Set task — Reproduce the portion of the LMS vendor text that begins with the words containing "Now this is" and ends with "the big deal?".

Text shown —
+ + + + +

I love books that list little factoids and information you wouldn’t necessarily find elsewhere. Sometimes they may you think, other times they make you question the world as we know and sometimes they make you want to stop eating Fig Newtons.
One of the most interesting facts, I ever read on the net related to “pin” numbers that folks use.
I had always assumed that the most common was “1234”, so when I found out that it was “0000”, it definitely was a shocker.
Here now are some shockers, you may not be aware of, have wondered about yourself or just ran away at the mere thought of it.
The client may not be the client you think they are
I love going to LMS sites and seeing a list of clients that the vendor lists. Especially the LMS vendors who also create custom content/development. It adds an additional nuance to their services.
But did you know..
That some vendors who provide a list of clients may not be clients of their LMS, rather they are current or past clients of custom course development. Yep, you read that right, and best or worst of all, they (vendor) never tells you, unless you inquiry.
Now this is not the case for the vast majority of vendors, but you would be surprised at the number who do this and say nothing. When you think about it, why would they?
Hocus Pocus Demos
I am a huge fan of demos – whether they be face to face or via the internet. What I am not a fan of, are the demos who are shown in a vanilla style.
That is to say, the vendor did not take the time to either create a template to show the product OR did not spend a few minutes going to client’s web site and using their colors and logo.
Rather then take the time, they figure what’s the big deal?
But did you know…
That your brain (as in everyone’s) cannot “see” (there is a more technical term here) what the colors/design will be, versus what it is now.
That is why, many folks walk away from the product. The vendor can tell you, “well it will look like this”, but your brain is looking at something that does not show it and automatically perceives that “vanilla” is “vanilla”
Make your demo light up
Ignore what everyone else does and ignore the fact that your system reigns supreme and that demo means so little to the customer. After all, your product has all the feature sets they need, priced right and you have plenty of clients who couldn’t care less or said anything of that nature.
But did you know..
That today’s customers want the “look and “feel” of the LMS to be similar to what they will buy. If you create your own template – I know it takes time, but hey a sale is a lot better than a no sale – and stick that into your system to “wow” the customer, it will make a difference. Remember, your job it to get new clients.

+ + + + +

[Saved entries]

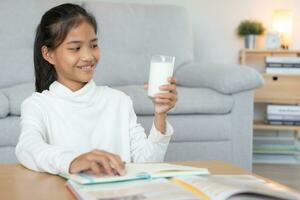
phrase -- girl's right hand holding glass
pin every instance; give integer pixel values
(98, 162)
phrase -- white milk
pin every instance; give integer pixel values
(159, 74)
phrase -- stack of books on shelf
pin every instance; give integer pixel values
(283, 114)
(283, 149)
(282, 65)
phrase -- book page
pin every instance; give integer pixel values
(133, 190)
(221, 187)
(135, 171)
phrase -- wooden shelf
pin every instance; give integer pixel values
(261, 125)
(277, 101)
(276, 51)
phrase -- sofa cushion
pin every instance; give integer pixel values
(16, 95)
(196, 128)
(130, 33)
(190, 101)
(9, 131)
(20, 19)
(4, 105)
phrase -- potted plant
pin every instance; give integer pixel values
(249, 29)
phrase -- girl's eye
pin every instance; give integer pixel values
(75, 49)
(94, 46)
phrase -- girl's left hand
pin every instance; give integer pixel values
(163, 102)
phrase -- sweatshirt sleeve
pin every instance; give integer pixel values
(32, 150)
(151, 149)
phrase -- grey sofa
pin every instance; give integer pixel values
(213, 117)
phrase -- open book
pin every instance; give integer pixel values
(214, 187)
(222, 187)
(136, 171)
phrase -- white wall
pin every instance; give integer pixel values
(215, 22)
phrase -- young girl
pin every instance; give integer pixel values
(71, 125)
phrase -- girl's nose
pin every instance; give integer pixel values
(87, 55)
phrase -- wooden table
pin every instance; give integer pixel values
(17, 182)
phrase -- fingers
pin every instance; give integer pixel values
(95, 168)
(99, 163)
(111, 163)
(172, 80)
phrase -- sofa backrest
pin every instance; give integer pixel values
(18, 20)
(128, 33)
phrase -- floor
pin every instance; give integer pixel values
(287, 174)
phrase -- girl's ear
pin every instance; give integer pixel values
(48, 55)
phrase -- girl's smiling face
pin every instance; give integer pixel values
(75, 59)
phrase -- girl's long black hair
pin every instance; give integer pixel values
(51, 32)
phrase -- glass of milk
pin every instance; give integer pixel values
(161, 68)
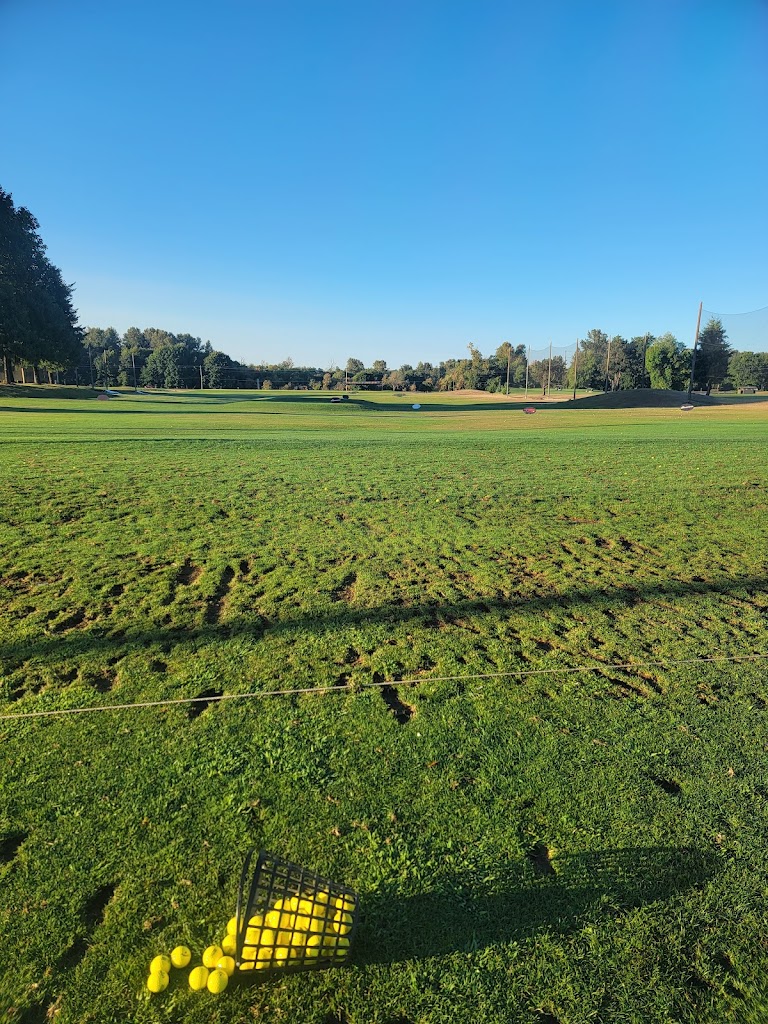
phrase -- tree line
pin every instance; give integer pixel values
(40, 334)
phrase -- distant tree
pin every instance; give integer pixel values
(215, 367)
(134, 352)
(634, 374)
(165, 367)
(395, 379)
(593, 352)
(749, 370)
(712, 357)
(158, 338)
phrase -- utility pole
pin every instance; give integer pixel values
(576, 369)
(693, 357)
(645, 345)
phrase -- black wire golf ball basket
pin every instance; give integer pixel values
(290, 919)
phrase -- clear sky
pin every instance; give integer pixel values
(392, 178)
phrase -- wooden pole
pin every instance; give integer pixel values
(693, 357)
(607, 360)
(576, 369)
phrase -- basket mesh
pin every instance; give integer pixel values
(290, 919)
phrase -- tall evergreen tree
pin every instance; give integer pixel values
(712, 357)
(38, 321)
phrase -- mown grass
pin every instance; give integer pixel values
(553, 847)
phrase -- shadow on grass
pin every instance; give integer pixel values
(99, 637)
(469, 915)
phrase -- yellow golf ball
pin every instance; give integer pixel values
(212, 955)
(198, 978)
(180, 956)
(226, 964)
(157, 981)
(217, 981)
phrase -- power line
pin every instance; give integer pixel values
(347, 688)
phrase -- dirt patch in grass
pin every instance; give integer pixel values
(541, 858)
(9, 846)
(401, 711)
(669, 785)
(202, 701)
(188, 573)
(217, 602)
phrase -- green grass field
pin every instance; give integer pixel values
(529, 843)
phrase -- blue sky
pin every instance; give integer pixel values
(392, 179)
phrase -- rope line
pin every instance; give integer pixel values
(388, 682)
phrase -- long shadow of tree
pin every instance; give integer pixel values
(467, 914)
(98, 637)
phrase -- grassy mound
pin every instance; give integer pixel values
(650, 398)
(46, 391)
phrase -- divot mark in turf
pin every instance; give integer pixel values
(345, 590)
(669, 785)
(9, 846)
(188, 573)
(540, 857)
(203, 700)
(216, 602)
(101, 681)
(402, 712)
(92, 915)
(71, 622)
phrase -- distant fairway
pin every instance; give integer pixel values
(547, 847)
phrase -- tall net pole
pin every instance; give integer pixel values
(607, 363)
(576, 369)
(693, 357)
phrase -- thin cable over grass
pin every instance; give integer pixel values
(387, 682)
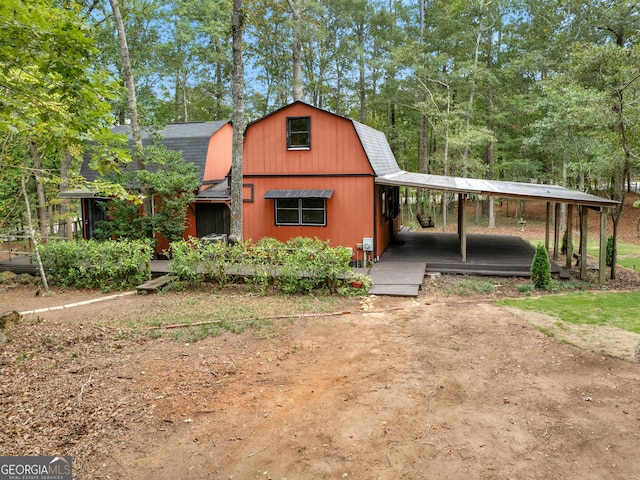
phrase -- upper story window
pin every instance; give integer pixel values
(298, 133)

+ + + + +

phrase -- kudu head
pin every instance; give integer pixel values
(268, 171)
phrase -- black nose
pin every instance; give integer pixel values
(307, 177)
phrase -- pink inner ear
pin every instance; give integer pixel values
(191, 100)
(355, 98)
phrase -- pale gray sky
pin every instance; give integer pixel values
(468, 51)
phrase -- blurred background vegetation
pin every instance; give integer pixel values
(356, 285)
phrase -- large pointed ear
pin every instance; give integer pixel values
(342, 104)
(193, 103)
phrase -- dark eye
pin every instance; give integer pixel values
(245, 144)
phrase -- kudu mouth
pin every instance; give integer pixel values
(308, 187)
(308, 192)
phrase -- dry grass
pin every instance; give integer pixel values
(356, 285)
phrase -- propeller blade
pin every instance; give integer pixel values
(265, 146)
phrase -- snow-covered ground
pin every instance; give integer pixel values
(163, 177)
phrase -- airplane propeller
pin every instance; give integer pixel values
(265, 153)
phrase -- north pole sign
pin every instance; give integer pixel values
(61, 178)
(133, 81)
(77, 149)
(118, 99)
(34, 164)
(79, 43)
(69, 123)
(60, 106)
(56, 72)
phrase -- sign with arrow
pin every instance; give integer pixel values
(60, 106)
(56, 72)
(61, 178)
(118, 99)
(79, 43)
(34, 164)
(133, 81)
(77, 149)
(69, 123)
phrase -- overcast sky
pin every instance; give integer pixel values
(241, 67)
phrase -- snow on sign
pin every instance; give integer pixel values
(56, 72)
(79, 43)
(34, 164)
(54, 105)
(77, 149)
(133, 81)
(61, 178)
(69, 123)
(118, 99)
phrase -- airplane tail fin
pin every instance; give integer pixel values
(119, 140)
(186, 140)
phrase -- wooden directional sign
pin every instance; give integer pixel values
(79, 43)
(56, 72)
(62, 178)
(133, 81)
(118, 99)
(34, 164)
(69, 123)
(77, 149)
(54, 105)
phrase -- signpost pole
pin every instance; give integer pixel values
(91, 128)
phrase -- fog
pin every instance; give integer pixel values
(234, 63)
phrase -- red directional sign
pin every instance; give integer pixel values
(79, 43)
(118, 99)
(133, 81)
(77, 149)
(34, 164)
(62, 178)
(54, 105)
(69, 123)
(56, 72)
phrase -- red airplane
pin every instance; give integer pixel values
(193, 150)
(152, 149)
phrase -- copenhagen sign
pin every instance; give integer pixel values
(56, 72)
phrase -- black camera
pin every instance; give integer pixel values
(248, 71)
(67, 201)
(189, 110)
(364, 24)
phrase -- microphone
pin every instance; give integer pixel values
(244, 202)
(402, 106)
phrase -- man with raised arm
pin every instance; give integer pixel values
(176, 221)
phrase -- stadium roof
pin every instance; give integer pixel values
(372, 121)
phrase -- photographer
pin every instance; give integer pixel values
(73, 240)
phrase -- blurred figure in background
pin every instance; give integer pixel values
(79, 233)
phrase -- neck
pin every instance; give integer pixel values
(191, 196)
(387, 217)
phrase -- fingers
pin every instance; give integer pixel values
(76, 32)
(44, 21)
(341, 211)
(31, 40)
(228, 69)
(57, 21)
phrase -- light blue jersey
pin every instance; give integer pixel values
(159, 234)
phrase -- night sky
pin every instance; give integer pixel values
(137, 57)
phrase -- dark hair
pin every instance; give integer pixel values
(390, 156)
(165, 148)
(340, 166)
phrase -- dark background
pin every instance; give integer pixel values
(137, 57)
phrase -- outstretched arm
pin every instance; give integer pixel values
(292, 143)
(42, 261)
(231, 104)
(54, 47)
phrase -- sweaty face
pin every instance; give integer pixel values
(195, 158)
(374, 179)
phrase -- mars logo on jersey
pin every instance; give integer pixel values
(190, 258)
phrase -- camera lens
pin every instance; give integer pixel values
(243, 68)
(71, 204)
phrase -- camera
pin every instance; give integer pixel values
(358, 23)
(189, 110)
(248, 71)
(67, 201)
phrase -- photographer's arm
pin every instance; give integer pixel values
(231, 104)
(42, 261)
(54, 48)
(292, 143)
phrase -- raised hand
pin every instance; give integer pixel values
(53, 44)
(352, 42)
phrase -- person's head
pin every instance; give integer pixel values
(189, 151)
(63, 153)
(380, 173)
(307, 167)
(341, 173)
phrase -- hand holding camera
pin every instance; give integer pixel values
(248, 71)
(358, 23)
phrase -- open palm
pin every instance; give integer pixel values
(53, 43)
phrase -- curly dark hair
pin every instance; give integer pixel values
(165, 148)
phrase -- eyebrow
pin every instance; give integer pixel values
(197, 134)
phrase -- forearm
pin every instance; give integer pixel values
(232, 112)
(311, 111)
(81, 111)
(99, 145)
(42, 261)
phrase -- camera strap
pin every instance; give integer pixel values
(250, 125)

+ + + + +

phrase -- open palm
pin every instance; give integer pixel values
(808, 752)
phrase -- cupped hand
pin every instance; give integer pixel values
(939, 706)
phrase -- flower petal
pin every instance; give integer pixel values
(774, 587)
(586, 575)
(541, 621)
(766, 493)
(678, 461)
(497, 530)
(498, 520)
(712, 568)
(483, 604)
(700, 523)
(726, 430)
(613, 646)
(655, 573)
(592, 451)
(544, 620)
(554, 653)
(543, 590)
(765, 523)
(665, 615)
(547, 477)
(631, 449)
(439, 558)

+ + + + +

The response —
Now this is not the case for the vast majority of vendors, but you would be surprised at the number who do this and say nothing. When you think about it, why would they?
Hocus Pocus Demos
I am a huge fan of demos – whether they be face to face or via the internet. What I am not a fan of, are the demos who are shown in a vanilla style.
That is to say, the vendor did not take the time to either create a template to show the product OR did not spend a few minutes going to client’s web site and using their colors and logo.
Rather then take the time, they figure what’s the big deal?